DATA PROVIDED.
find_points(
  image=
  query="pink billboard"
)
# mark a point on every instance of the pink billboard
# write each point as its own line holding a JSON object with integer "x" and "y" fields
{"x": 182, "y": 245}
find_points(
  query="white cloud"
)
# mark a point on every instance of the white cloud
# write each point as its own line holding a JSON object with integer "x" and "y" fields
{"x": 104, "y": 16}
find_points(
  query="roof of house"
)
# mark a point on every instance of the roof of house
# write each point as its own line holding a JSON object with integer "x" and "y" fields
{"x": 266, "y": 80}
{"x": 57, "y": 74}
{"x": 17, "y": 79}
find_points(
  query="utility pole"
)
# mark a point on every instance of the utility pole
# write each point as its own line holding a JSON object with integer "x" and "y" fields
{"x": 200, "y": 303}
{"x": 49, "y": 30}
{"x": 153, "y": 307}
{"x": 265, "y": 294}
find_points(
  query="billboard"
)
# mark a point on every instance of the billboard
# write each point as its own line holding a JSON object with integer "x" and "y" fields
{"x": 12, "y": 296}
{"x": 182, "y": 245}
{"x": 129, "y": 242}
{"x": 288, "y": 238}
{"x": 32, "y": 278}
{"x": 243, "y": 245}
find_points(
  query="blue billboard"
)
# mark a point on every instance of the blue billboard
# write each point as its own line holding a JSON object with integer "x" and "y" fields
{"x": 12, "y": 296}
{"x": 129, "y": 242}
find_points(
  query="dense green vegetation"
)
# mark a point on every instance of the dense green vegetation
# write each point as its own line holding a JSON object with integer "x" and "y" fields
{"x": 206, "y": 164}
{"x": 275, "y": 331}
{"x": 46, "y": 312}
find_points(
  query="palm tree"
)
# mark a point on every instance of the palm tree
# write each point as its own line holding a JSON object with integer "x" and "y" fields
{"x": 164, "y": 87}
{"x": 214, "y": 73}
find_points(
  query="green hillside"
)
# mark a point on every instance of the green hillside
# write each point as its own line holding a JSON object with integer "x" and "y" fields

YOUR INSTRUCTIONS.
The entries are to be duplicated exactly, with nothing changed.

TASK RESPONSE.
find_points(
  image=
  query="pink billboard"
)
# mark a point on every instance of the pink billboard
# write each point as its own line holding a JSON object with integer "x" and "y" fields
{"x": 182, "y": 245}
find_points(
  query="white cloud"
)
# mark a point on every instance of the white cloud
# write each point as its own line holding a JSON object with integer "x" and "y" fields
{"x": 104, "y": 16}
find_points(
  query="roof of house"
)
# mark a point on every instance of the roof of house
# write each point as its own line holding a JSON object with integer "x" and "y" fields
{"x": 266, "y": 80}
{"x": 57, "y": 74}
{"x": 17, "y": 79}
find_points(
  query="utility pole"
)
# mark a point on every instance of the utility pole
# write each point as its own line holding a JSON object with integer "x" and "y" fields
{"x": 200, "y": 303}
{"x": 49, "y": 30}
{"x": 153, "y": 307}
{"x": 265, "y": 294}
find_points(
  query="billboard"
)
# mark a point on every instance of the billboard
# write each point as its own line holding a JSON object with integer "x" and "y" fields
{"x": 12, "y": 296}
{"x": 182, "y": 245}
{"x": 129, "y": 242}
{"x": 288, "y": 238}
{"x": 32, "y": 278}
{"x": 243, "y": 245}
find_points(
  query="blue billboard"
)
# mark a point on every instance of the blue billboard
# write each point as its own line holding a JSON object with integer "x" and "y" fields
{"x": 12, "y": 296}
{"x": 129, "y": 242}
find_points(
  query="dense green vegetation"
)
# mark a point on every instance of the dense green vegetation
# write each point as its own line holding a JSON object with integer "x" and "y" fields
{"x": 206, "y": 164}
{"x": 275, "y": 331}
{"x": 46, "y": 312}
find_points(
  query="palm tree"
)
# mark a point on every instance of the palm tree
# write each point as its own line holding a JSON object with integer "x" and "y" fields
{"x": 164, "y": 87}
{"x": 214, "y": 73}
find_points(
  query="green hillside"
)
# mark a point on every instance of the green hillside
# write each point as its own line holding a JSON object with integer "x" and "y" fields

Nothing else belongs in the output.